-- begin RECORDED INFORMATION --

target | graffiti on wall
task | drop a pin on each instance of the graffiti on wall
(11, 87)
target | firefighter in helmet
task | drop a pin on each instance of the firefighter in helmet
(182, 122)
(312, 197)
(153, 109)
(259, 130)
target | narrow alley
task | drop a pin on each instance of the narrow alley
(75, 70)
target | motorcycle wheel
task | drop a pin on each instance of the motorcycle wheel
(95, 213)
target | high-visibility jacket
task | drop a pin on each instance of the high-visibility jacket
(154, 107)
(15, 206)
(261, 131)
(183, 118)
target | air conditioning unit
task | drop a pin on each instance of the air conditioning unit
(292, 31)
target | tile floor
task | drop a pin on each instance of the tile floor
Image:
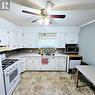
(49, 83)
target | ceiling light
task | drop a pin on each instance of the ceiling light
(40, 21)
(49, 5)
(46, 21)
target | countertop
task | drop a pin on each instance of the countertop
(21, 55)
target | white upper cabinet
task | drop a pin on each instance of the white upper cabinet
(20, 39)
(30, 39)
(4, 36)
(60, 40)
(47, 40)
(71, 38)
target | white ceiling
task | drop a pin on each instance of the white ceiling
(78, 12)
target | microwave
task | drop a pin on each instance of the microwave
(71, 48)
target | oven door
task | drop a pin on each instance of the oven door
(11, 77)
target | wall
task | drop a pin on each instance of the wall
(5, 24)
(87, 43)
(52, 29)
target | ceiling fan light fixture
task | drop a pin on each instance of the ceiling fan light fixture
(46, 21)
(49, 5)
(40, 21)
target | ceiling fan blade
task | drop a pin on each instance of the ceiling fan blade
(24, 11)
(49, 5)
(27, 3)
(35, 20)
(75, 7)
(58, 16)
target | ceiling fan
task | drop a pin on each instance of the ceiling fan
(44, 14)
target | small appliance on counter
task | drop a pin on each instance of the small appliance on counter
(71, 49)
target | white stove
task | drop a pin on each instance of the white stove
(11, 72)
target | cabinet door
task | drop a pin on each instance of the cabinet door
(61, 40)
(60, 63)
(23, 64)
(4, 37)
(12, 40)
(71, 38)
(30, 40)
(74, 63)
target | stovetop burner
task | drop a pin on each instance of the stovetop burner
(8, 62)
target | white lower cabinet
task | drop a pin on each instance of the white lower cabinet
(35, 63)
(23, 64)
(60, 63)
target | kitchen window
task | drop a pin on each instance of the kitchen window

-- end RECORDED INFORMATION --

→ YOUR TASK:
Revise the data from the line with "target | stovetop burner" through the end of the data, changing "white lower cabinet" to "base cabinet" and leaving everything else as it is. Give back only those lines.

→ RESULT OF THE TASK:
target | stovetop burner
task | drop a pin on each instance of the stovetop burner
(8, 62)
target | base cabinet
task | drop a pin on each instance of the base cabinet
(35, 63)
(23, 64)
(60, 63)
target | kitchen window
task | drop a pin on each instance of the kitchen window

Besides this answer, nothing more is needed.